# [Short problem]
Pick out every line of the entries below that contains the string "woman", treating uppercase and lowercase as different, and copy each such line.

(Pointing dataset excerpts)
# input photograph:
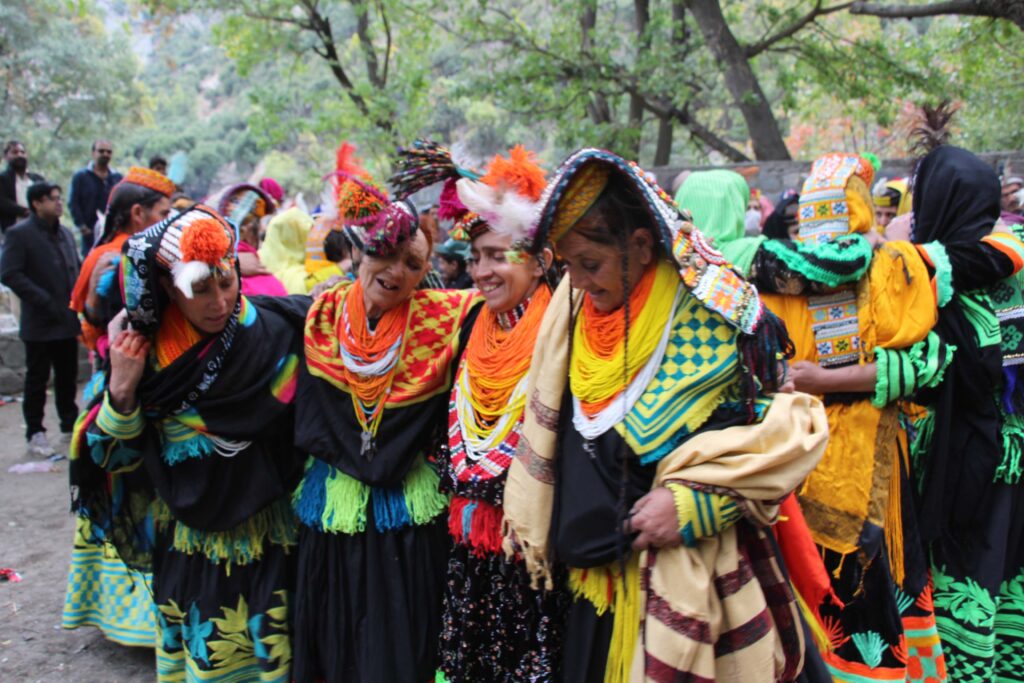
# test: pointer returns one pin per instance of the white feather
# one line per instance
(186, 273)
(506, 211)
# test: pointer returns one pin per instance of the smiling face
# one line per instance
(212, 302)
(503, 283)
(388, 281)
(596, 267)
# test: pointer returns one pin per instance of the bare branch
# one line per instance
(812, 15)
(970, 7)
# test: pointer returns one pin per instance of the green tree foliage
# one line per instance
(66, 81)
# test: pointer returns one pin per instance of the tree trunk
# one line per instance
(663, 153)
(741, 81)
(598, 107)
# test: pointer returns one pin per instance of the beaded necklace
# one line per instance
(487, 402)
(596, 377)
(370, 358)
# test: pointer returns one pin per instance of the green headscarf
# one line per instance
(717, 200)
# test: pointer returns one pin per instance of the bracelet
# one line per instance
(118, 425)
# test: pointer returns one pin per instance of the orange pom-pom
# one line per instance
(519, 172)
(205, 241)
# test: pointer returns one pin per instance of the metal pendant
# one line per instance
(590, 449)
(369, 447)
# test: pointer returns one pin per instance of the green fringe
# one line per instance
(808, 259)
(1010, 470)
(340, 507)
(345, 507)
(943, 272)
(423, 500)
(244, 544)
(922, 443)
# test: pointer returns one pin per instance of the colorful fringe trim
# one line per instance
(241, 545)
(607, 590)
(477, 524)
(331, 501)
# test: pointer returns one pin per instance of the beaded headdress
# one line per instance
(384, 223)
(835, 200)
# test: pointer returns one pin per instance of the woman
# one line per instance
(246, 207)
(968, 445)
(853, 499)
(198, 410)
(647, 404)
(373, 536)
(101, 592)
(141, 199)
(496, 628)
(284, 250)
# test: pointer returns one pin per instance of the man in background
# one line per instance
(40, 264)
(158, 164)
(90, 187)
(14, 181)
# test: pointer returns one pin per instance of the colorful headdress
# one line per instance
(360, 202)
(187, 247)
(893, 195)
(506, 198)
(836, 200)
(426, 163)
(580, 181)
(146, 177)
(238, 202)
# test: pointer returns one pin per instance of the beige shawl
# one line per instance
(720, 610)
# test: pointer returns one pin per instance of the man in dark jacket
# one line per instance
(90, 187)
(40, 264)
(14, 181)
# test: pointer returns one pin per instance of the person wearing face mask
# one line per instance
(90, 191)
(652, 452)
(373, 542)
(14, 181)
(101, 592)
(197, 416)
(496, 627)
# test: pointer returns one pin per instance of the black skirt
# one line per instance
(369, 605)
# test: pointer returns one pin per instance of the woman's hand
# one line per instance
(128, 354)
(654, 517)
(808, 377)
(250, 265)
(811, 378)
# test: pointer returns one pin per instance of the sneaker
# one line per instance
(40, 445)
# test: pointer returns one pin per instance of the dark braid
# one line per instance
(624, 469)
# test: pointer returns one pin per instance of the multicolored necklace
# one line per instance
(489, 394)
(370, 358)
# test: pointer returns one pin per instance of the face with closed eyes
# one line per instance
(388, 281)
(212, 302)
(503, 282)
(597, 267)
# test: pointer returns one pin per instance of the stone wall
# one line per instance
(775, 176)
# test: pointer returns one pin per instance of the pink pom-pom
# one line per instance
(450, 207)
* * *
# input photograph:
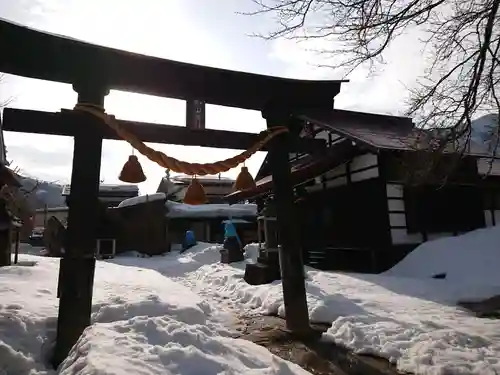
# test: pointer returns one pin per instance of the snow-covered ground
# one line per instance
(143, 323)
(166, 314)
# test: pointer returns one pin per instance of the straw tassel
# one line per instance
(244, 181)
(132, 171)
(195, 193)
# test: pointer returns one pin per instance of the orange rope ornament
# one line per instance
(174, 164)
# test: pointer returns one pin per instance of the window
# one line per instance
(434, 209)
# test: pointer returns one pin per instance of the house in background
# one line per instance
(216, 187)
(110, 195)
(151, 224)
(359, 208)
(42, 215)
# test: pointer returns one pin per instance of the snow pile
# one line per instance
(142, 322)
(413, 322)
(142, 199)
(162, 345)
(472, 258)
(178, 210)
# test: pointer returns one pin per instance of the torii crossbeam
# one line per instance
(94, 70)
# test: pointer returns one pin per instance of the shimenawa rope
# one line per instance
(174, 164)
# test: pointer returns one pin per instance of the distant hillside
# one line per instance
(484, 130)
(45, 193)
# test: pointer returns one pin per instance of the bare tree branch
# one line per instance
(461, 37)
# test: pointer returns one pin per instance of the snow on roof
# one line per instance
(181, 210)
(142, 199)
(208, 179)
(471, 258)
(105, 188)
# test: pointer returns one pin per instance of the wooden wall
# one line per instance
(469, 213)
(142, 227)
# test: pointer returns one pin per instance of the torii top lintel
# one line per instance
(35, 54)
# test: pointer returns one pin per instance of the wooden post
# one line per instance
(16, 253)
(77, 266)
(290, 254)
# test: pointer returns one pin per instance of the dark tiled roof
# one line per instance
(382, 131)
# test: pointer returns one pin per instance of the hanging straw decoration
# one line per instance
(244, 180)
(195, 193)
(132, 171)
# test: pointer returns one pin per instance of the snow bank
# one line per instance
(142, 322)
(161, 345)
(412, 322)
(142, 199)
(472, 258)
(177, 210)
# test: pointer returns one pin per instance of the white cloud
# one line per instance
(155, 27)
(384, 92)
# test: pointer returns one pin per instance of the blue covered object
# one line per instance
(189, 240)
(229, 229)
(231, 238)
* * *
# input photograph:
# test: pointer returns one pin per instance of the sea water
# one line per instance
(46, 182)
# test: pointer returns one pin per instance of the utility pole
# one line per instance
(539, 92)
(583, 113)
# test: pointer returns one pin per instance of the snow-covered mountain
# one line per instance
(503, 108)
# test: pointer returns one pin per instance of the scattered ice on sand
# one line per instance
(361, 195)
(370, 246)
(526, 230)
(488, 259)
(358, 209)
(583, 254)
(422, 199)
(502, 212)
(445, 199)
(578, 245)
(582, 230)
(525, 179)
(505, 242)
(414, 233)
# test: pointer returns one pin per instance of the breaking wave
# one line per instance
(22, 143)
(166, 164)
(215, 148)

# [Reply]
# test: pointer returns one pin per instance of the woman
# test: pointer returns one pin per instance of the woman's hand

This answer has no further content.